• YOUR GOAL: Output all of the entries beneath, exactly as written.
(INFORMATION PROVIDED begins)
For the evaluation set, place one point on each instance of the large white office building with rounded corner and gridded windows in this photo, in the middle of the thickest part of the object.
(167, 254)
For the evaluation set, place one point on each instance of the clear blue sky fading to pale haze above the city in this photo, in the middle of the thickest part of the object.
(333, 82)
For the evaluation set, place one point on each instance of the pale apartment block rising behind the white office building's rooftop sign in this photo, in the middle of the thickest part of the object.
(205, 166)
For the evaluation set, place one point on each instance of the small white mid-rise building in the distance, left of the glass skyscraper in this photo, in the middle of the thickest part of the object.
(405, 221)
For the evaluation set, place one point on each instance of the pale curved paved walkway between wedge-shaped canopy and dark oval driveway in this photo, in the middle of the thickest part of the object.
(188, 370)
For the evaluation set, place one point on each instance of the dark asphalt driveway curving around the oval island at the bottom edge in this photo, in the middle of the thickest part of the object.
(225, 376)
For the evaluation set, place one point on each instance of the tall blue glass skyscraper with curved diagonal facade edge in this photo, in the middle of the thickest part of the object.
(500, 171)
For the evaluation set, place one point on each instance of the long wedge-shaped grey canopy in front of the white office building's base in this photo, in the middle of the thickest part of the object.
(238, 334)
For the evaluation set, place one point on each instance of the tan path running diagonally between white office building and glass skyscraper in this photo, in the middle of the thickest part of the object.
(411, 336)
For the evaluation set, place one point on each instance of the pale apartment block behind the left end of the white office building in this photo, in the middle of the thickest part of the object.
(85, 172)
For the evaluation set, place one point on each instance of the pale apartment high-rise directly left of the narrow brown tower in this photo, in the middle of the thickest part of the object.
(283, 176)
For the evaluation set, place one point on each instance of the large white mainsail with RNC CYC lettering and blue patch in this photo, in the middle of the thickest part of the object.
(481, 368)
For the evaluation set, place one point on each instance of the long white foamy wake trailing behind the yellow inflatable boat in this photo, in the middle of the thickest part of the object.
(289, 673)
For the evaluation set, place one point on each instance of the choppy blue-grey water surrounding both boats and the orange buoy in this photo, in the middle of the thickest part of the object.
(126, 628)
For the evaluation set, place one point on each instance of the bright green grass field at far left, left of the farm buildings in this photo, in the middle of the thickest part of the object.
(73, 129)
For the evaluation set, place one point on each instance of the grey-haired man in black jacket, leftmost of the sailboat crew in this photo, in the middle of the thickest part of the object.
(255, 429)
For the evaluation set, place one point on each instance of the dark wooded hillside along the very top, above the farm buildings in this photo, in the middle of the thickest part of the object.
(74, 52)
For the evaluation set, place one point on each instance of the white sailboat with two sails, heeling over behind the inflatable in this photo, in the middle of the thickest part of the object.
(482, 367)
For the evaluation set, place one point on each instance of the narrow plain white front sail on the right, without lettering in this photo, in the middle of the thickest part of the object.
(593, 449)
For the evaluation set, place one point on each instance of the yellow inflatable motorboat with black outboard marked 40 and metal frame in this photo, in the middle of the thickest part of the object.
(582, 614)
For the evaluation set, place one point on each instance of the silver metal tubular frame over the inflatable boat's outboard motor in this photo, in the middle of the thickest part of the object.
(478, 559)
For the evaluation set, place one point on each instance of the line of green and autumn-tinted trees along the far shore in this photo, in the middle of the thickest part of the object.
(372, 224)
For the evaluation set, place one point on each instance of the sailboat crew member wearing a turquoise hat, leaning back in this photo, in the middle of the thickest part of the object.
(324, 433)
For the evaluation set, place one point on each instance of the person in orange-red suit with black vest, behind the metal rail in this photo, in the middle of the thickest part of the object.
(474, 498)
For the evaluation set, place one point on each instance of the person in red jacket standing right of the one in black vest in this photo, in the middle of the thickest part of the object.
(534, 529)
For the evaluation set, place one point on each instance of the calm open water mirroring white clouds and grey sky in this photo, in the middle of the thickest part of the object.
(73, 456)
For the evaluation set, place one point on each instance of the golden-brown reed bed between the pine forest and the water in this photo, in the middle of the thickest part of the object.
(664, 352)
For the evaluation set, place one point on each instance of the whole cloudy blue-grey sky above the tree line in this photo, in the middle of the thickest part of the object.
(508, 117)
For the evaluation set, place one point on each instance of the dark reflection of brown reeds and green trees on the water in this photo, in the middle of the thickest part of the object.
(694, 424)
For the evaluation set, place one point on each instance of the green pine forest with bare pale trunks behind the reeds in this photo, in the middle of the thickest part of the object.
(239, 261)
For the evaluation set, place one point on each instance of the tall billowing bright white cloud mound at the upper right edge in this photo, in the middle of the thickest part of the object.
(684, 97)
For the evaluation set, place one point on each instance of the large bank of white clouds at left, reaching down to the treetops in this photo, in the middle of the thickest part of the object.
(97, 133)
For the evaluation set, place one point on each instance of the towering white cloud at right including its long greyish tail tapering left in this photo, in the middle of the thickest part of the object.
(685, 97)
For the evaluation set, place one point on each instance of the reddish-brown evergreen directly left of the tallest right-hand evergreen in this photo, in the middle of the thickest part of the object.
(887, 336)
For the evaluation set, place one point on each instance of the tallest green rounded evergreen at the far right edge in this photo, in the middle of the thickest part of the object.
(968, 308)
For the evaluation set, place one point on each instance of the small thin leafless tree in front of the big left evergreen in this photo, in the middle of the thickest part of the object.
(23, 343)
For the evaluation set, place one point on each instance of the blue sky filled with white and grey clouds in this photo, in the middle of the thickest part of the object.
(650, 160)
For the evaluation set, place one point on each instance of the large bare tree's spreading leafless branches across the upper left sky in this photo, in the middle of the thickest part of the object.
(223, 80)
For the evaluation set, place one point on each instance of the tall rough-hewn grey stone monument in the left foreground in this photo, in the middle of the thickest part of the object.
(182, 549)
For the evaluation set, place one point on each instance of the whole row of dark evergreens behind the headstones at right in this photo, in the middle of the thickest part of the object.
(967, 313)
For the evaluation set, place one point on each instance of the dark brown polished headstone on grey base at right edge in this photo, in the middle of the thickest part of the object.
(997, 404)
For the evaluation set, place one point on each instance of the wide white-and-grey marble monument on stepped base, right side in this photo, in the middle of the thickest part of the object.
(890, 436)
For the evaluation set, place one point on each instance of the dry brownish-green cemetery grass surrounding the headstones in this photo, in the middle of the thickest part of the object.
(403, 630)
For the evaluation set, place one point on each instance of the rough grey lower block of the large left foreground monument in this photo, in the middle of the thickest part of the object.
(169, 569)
(INFORMATION PROVIDED ends)
• FINISHED EXERCISE:
For the evaluation set, place one point on each instance of the large white office building with rounded corner and gridded windows in this photo, in the middle of the thickest part of the object.
(167, 254)
For the evaluation set, place one point on each instance of the clear blue sky fading to pale haze above the city in this photo, in the middle of the thickest part of the object.
(333, 82)
For the evaluation set, place one point on each instance of the pale apartment block rising behind the white office building's rooftop sign in this photo, in the middle of the thickest part of the object.
(205, 166)
For the evaluation set, place one point on each instance of the small white mid-rise building in the distance, left of the glass skyscraper in this photo, in the middle of the thickest part of the object.
(405, 221)
For the evaluation set, place one point on each instance of the pale curved paved walkway between wedge-shaped canopy and dark oval driveway in this photo, in the middle of the thickest part of the object.
(188, 370)
For the evaluation set, place one point on each instance of the dark asphalt driveway curving around the oval island at the bottom edge in this photo, in the middle of the thickest part of the object.
(225, 376)
For the evaluation set, place one point on each instance of the tall blue glass skyscraper with curved diagonal facade edge in this photo, in the middle of the thickest part of the object.
(500, 171)
For the evaluation set, place one point on each instance of the long wedge-shaped grey canopy in front of the white office building's base in this photo, in the middle of the thickest part of the object.
(238, 334)
For the evaluation set, place one point on each instance of the tan path running diagonally between white office building and glass skyscraper in this photo, in the middle of the thickest part of the object.
(411, 336)
For the evaluation set, place one point on each instance of the pale apartment block behind the left end of the white office building in this photo, in the middle of the thickest part of the object.
(85, 172)
For the evaluation set, place one point on each instance of the pale apartment high-rise directly left of the narrow brown tower in this photo, in the middle of the thickest part of the object.
(283, 176)
For the evaluation set, place one point on each instance of the large white mainsail with RNC CYC lettering and blue patch in this photo, in the middle of the thickest part of the object.
(481, 368)
For the evaluation set, place one point on each instance of the long white foamy wake trailing behind the yellow inflatable boat in this photo, in the middle of the thickest part of the object.
(289, 673)
For the evaluation set, place one point on each instance of the choppy blue-grey water surrounding both boats and the orange buoy in this photo, in the middle of the thickest part of the object.
(126, 628)
For the evaluation set, place one point on each instance of the bright green grass field at far left, left of the farm buildings in this photo, in the middle of the thickest part of the object.
(73, 129)
For the evaluation set, place one point on each instance of the grey-haired man in black jacket, leftmost of the sailboat crew in this photo, in the middle of the thickest part of the object.
(255, 429)
For the evaluation set, place one point on each instance of the dark wooded hillside along the very top, above the farm buildings in this photo, in the middle of the thickest part of the object.
(74, 52)
For the evaluation set, place one point on each instance of the white sailboat with two sails, heeling over behind the inflatable in this photo, in the middle of the thickest part of the object.
(482, 367)
For the evaluation set, place one point on each instance of the narrow plain white front sail on the right, without lettering in this photo, in the middle of the thickest part of the object.
(593, 449)
For the evaluation set, place one point on each instance of the yellow inflatable motorboat with black outboard marked 40 and metal frame in this photo, in the middle of the thickest part of the object.
(582, 614)
For the evaluation set, place one point on each instance of the silver metal tubular frame over the inflatable boat's outboard motor in this photo, in the middle of the thickest part of the object.
(478, 559)
For the evaluation set, place one point on each instance of the line of green and autumn-tinted trees along the far shore in this photo, in the middle of the thickest part of the object.
(372, 224)
For the evaluation set, place one point on each instance of the sailboat crew member wearing a turquoise hat, leaning back in this photo, in the middle of the thickest part of the object.
(324, 433)
For the evaluation set, place one point on each instance of the person in orange-red suit with black vest, behind the metal rail in this photo, in the middle of the thickest part of the object.
(474, 498)
For the evaluation set, place one point on each instance of the person in red jacket standing right of the one in black vest in this photo, in the middle of the thickest part of the object.
(534, 529)
For the evaluation set, place one point on each instance of the calm open water mirroring white clouds and grey sky in this photo, in the middle of the thickest part of the object.
(73, 456)
For the evaluation set, place one point on each instance of the golden-brown reed bed between the pine forest and the water in this photo, in the middle of the thickest part of the object.
(664, 352)
For the evaluation set, place one point on each instance of the whole cloudy blue-grey sky above the tree line in this photo, in the middle of the thickest part of the object.
(508, 117)
For the evaluation set, place one point on each instance of the dark reflection of brown reeds and green trees on the water in this photo, in the middle of the thickest part of the object.
(694, 424)
For the evaluation set, place one point on each instance of the green pine forest with bare pale trunks behind the reeds in this photo, in the middle of the thickest part of the object.
(239, 261)
For the evaluation set, place one point on each instance of the tall billowing bright white cloud mound at the upper right edge in this photo, in the middle of the thickest part of the object.
(684, 97)
For the evaluation set, place one point on each instance of the large bank of white clouds at left, reaching down to the treetops in this photo, in the middle of the thickest part of the object.
(97, 133)
For the evaluation set, place one point on each instance of the towering white cloud at right including its long greyish tail tapering left in this photo, in the middle of the thickest part of the object.
(685, 97)
For the evaluation set, place one point on each instance of the reddish-brown evergreen directly left of the tallest right-hand evergreen in this photo, in the middle of the thickest part of the object.
(887, 336)
For the evaluation set, place one point on each instance of the tallest green rounded evergreen at the far right edge in this photo, in the middle of the thickest part of the object.
(968, 308)
For the evaluation set, place one point on each instance of the small thin leafless tree in front of the big left evergreen in this photo, in the middle of the thickest part of the object.
(23, 343)
For the evaluation set, place one point on each instance of the blue sky filled with white and grey clouds in this photo, in the middle of the thickest part of the object.
(650, 160)
For the evaluation set, place one point on each instance of the large bare tree's spreading leafless branches across the upper left sky in this photo, in the middle of the thickest part of the object.
(223, 80)
For the evaluation set, place one point on each instance of the tall rough-hewn grey stone monument in the left foreground in this photo, in the middle of the thickest part of the object.
(182, 549)
For the evaluation set, place one point on each instance of the whole row of dark evergreens behind the headstones at right in this photo, in the middle of the thickest part of the object.
(967, 313)
For the evaluation set, place one point on each instance of the dark brown polished headstone on grey base at right edge in this photo, in the middle of the thickest part of the object.
(997, 404)
For the evaluation set, place one point on each instance of the wide white-and-grey marble monument on stepped base, right side in this photo, in the middle of the thickest part of the object.
(890, 436)
For the evaluation set, place one point on each instance of the dry brownish-green cemetery grass surrounding the headstones in this photo, in the middle of the thickest part of the object.
(403, 630)
For the evaluation set, place one point on each instance of the rough grey lower block of the large left foreground monument in this photo, in the middle of the thickest part of the object.
(169, 569)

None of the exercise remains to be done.